Direction: Please copy the records below, replacing "returned pair" with "coordinate pair" everywhere and keeping everything else unchanged. Leave the pictures out of your copy.

Task input:
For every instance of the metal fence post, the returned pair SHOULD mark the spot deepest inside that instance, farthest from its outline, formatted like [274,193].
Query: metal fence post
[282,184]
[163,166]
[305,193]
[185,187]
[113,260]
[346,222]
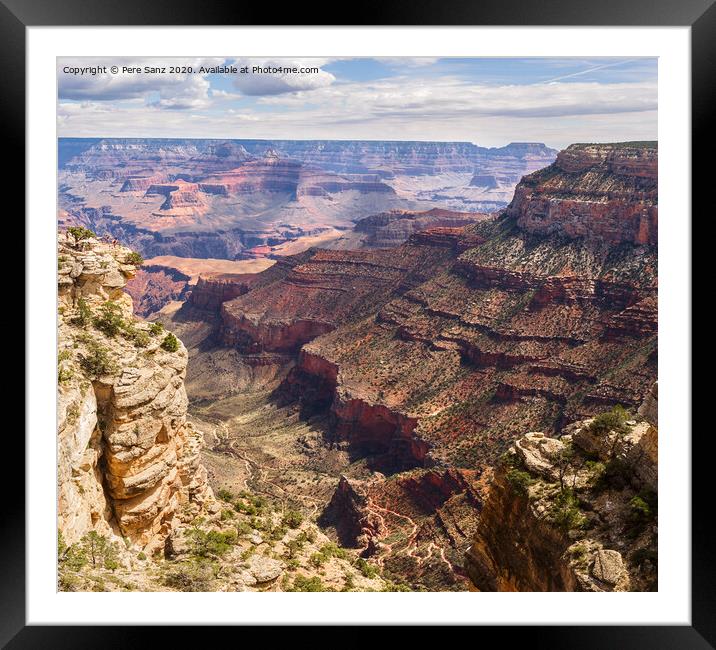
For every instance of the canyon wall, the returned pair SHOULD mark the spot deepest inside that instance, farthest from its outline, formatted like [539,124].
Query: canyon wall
[604,193]
[574,513]
[128,461]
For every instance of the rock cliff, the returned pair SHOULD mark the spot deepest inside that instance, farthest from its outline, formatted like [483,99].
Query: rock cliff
[411,370]
[574,513]
[128,460]
[603,193]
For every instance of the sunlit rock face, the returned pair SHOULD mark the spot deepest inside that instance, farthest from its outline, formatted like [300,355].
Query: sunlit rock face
[128,461]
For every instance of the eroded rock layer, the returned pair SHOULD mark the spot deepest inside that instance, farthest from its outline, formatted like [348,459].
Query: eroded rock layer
[128,461]
[574,513]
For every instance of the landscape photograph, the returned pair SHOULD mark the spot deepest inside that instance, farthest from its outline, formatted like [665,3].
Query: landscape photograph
[357,324]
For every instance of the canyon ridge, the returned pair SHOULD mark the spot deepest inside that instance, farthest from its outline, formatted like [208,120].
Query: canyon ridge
[357,366]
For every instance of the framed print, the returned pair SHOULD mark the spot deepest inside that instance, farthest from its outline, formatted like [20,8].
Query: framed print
[369,312]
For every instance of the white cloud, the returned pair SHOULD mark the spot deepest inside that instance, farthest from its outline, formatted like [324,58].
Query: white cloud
[411,106]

Exercise solution:
For every instance of the metal fence post, the coordinate pair SHOULD mark the spot deepest inside that instance, farthest from its outline, formatted like [274,193].
Query: metal fence post
[282,184]
[163,166]
[305,193]
[185,187]
[113,260]
[346,222]
For every instance of the canyon wall, the coordinate pair SHOULD mark the spot deepest inside that instance, farthest from its outline, formatted like [539,124].
Query: canyon wall
[604,193]
[574,513]
[128,461]
For every instance of the rock cliff, the coordinate pair SHOULD mark the spot deepest inside that instance, farthest from its outline, formatted like [483,99].
Query: rock cliff
[411,370]
[574,513]
[128,460]
[603,193]
For every instance of the sunlit rock face, the coordinate pair SHOULD mark the spot deepest inside that instance, farthest from its outline, formatted like [300,355].
Query: sunlit rock face
[128,461]
For every instance of the eroded rock layer, the coordinate pair SHOULD mark the spot deepest inside that instance, farthest from its outline, formatted like [348,459].
Query: eroded rock layer
[128,461]
[574,513]
For every instance of the landscape photograph, the coordinate pair SHOULD mark the spot deepest inside that instance, farthest from its outline, formatted like [665,3].
Query: landscape photograph
[357,324]
For every instance of the canyon ridge, the coordinate pair SHOULD mark the spot deepest inside that instance, farthest from its outline, formatted like [208,120].
Query: canyon ridge
[357,366]
For every instance of the framed print, the coordinate pair SHOULD mark the spot deepest inside that instance, farthest from its outline, formatted like [20,8].
Query: framed print
[369,312]
For every instance of the white cloud, the coordinate pair SHOULD mark the spot deepest inside that instance, farthest from its outline, formatted like [324,58].
Query: white cloud
[411,106]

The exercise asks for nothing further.